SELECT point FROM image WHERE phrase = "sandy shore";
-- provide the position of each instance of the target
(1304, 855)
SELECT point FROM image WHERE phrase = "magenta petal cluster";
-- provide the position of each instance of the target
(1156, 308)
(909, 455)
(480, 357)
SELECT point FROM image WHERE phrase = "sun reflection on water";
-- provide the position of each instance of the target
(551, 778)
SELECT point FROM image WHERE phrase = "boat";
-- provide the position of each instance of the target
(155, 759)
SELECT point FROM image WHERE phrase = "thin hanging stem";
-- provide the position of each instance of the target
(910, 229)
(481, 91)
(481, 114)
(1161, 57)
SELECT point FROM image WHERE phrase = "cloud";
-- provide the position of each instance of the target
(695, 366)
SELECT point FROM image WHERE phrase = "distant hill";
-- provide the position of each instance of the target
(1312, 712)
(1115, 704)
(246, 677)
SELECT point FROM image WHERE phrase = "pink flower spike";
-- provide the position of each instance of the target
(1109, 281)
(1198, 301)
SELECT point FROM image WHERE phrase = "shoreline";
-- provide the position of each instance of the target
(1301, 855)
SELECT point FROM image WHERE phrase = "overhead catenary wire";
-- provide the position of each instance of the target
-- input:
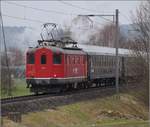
(22, 18)
(42, 10)
(89, 10)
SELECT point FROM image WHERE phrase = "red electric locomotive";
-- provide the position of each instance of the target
(55, 68)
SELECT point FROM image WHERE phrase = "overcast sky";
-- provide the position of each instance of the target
(62, 12)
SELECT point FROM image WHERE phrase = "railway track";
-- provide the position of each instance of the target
(10, 100)
(31, 103)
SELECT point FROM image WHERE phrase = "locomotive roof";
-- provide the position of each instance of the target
(100, 50)
(58, 49)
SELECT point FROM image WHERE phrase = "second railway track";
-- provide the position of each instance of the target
(33, 103)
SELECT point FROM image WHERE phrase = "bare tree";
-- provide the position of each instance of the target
(141, 43)
(106, 36)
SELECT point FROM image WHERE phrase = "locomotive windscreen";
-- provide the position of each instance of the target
(30, 58)
(56, 58)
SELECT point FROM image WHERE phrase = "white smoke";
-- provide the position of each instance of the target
(82, 29)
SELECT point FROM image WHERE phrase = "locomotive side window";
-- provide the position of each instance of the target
(30, 58)
(56, 58)
(43, 59)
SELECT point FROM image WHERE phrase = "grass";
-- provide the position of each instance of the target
(126, 111)
(19, 89)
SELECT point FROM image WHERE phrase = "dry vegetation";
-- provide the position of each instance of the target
(128, 111)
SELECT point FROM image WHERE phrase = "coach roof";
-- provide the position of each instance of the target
(100, 50)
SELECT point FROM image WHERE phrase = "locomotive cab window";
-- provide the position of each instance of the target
(56, 58)
(43, 59)
(30, 58)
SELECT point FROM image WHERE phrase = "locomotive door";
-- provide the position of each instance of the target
(44, 64)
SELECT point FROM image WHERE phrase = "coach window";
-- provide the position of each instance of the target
(43, 59)
(56, 58)
(30, 58)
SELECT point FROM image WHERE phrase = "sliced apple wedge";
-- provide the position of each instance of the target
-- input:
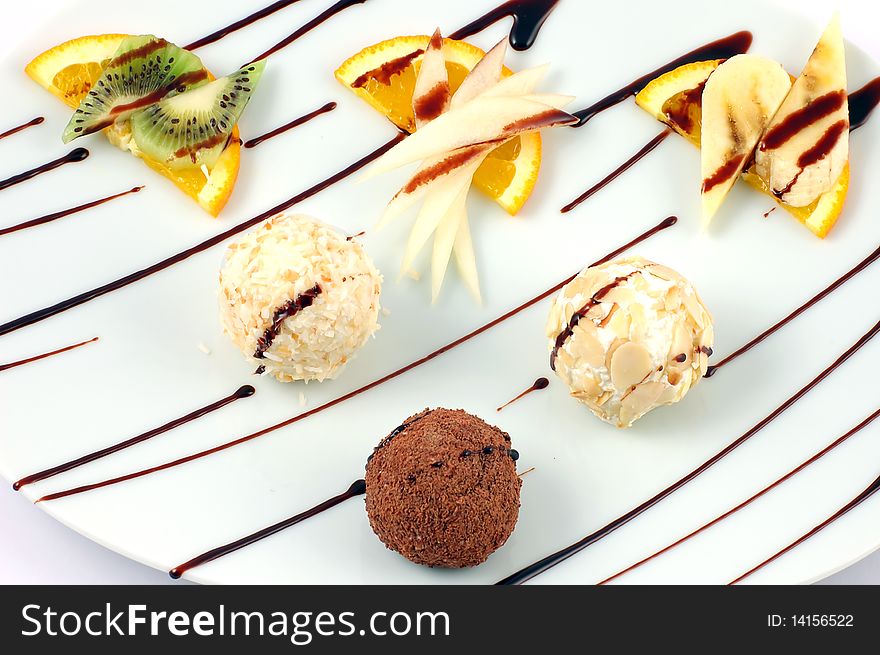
(488, 72)
(806, 146)
(482, 120)
(739, 100)
(431, 94)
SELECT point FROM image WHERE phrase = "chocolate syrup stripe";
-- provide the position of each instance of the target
(528, 18)
(872, 488)
(664, 224)
(861, 104)
(357, 488)
(23, 126)
(75, 301)
(537, 385)
(242, 392)
(552, 560)
(735, 44)
(239, 24)
(617, 172)
(748, 501)
(522, 20)
(75, 155)
(309, 26)
(296, 122)
(42, 220)
(839, 282)
(21, 362)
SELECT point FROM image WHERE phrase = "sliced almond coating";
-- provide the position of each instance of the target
(630, 364)
(639, 402)
(485, 74)
(480, 121)
(585, 346)
(431, 93)
(806, 146)
(739, 100)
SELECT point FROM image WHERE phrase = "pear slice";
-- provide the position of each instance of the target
(739, 101)
(431, 172)
(465, 260)
(484, 75)
(806, 146)
(431, 92)
(480, 121)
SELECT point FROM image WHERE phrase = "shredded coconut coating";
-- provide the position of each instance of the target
(644, 342)
(276, 263)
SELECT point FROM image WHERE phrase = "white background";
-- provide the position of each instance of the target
(45, 552)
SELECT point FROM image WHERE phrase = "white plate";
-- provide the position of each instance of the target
(147, 368)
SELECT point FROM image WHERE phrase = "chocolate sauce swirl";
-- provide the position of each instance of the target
(48, 218)
(35, 358)
(287, 310)
(23, 126)
(75, 155)
(858, 428)
(357, 488)
(560, 556)
(663, 225)
(242, 392)
(296, 122)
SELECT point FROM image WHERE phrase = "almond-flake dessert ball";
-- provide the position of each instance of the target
(442, 489)
(629, 336)
(298, 298)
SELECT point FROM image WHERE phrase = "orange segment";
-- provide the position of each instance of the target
(674, 99)
(384, 75)
(69, 70)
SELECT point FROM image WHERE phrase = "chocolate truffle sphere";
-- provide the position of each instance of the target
(442, 489)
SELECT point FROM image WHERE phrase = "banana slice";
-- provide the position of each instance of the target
(806, 146)
(740, 99)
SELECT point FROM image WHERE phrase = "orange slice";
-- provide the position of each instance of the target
(69, 70)
(674, 99)
(384, 75)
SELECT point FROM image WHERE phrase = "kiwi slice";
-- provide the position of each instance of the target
(191, 129)
(144, 70)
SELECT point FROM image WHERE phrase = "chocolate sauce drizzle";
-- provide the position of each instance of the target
(239, 24)
(872, 488)
(296, 122)
(357, 488)
(242, 392)
(48, 218)
(290, 308)
(552, 560)
(23, 126)
(863, 102)
(537, 385)
(839, 282)
(309, 26)
(75, 301)
(528, 18)
(749, 500)
(21, 362)
(594, 301)
(735, 44)
(617, 172)
(663, 225)
(75, 155)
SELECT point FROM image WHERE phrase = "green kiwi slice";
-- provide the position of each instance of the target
(191, 129)
(144, 70)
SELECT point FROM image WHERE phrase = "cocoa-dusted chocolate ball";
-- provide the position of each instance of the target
(442, 489)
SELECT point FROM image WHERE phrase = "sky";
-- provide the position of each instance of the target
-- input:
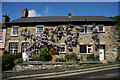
(14, 9)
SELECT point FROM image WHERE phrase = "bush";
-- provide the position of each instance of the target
(71, 57)
(19, 60)
(60, 60)
(44, 55)
(7, 61)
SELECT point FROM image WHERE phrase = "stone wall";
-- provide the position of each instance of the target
(107, 38)
(37, 65)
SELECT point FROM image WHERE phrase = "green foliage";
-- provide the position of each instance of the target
(92, 57)
(44, 55)
(19, 55)
(118, 59)
(60, 60)
(71, 57)
(19, 60)
(117, 18)
(7, 62)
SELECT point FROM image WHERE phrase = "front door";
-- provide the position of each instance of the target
(24, 55)
(101, 53)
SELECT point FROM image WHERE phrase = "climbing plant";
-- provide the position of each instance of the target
(71, 31)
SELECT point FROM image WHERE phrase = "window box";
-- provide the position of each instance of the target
(14, 31)
(1, 34)
(13, 47)
(63, 49)
(85, 49)
(101, 28)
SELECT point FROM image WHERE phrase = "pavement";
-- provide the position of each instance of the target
(53, 73)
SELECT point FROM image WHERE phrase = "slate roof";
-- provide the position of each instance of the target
(61, 19)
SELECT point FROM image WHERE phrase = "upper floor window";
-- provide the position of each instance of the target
(14, 31)
(13, 47)
(39, 29)
(1, 34)
(85, 29)
(101, 28)
(85, 49)
(82, 29)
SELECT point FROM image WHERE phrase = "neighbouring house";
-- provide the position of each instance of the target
(106, 28)
(2, 38)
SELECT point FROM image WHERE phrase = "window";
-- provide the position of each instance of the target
(101, 28)
(63, 49)
(13, 48)
(1, 34)
(82, 29)
(39, 29)
(24, 47)
(14, 31)
(85, 49)
(36, 50)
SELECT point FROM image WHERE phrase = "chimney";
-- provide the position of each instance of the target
(24, 13)
(69, 14)
(5, 18)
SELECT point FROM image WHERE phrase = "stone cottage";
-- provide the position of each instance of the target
(106, 28)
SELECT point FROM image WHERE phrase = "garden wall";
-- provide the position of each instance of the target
(37, 65)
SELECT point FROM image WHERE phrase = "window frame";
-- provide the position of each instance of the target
(103, 28)
(84, 30)
(13, 49)
(87, 49)
(12, 31)
(1, 35)
(37, 28)
(64, 46)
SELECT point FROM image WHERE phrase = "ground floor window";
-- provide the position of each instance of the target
(13, 47)
(63, 49)
(85, 49)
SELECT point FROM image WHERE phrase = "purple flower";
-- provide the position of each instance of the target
(69, 29)
(74, 36)
(77, 28)
(51, 34)
(62, 47)
(59, 32)
(90, 26)
(95, 29)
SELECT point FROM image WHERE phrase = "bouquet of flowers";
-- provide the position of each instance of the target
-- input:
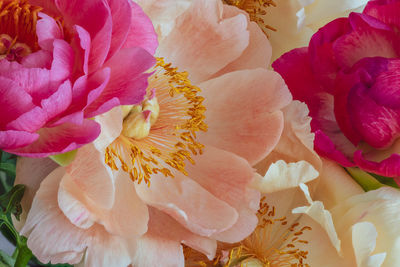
(200, 133)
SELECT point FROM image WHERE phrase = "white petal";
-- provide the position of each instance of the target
(317, 211)
(281, 175)
(364, 241)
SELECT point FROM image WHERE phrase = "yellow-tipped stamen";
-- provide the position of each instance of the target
(18, 21)
(273, 244)
(178, 113)
(256, 9)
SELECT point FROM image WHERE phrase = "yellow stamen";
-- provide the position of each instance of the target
(18, 19)
(256, 9)
(171, 140)
(272, 244)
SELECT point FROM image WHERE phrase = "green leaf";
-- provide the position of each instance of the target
(11, 201)
(22, 253)
(364, 179)
(6, 260)
(8, 168)
(385, 180)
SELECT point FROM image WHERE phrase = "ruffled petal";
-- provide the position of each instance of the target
(207, 42)
(141, 32)
(188, 203)
(60, 139)
(250, 123)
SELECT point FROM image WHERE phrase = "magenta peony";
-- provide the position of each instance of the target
(349, 78)
(63, 62)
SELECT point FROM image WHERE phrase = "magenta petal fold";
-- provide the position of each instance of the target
(349, 78)
(84, 58)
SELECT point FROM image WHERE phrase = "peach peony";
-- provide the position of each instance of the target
(63, 62)
(179, 164)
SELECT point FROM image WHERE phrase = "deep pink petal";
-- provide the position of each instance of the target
(14, 139)
(47, 31)
(386, 11)
(96, 19)
(321, 54)
(60, 139)
(369, 38)
(14, 101)
(81, 43)
(378, 125)
(127, 82)
(326, 148)
(389, 167)
(38, 59)
(63, 61)
(141, 32)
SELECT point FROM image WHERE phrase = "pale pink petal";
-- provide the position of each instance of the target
(93, 178)
(188, 203)
(250, 123)
(129, 215)
(162, 242)
(105, 250)
(256, 55)
(30, 172)
(60, 139)
(111, 127)
(207, 42)
(122, 15)
(15, 139)
(50, 235)
(142, 32)
(127, 80)
(227, 177)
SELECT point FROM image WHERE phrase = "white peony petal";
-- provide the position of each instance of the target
(323, 217)
(282, 175)
(364, 241)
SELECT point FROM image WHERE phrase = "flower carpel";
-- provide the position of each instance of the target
(160, 134)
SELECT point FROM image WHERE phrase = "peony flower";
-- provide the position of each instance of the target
(347, 78)
(291, 23)
(64, 62)
(342, 226)
(181, 158)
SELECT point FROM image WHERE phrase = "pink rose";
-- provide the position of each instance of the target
(349, 77)
(64, 62)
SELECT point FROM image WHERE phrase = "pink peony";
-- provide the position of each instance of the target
(64, 62)
(206, 139)
(349, 78)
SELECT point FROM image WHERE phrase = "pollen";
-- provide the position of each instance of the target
(18, 21)
(274, 243)
(256, 9)
(166, 141)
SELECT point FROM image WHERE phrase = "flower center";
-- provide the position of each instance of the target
(138, 119)
(159, 135)
(256, 9)
(17, 29)
(273, 243)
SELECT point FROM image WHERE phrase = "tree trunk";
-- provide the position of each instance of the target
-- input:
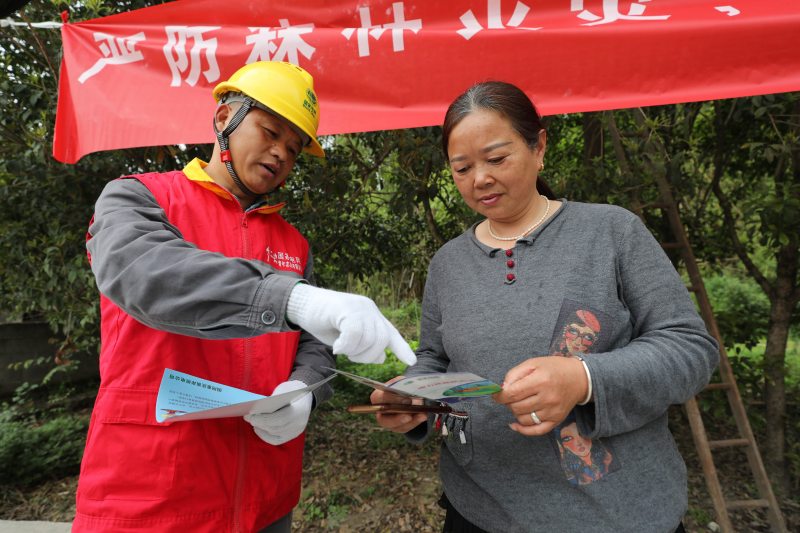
(783, 301)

### [Brief]
Pull out every line of the entries above that contains the word "sliced".

### [Right answer]
SELECT point FROM image WHERE phrase = "sliced apple wedge";
SELECT point FROM image WHERE phrase = "sliced almond coating";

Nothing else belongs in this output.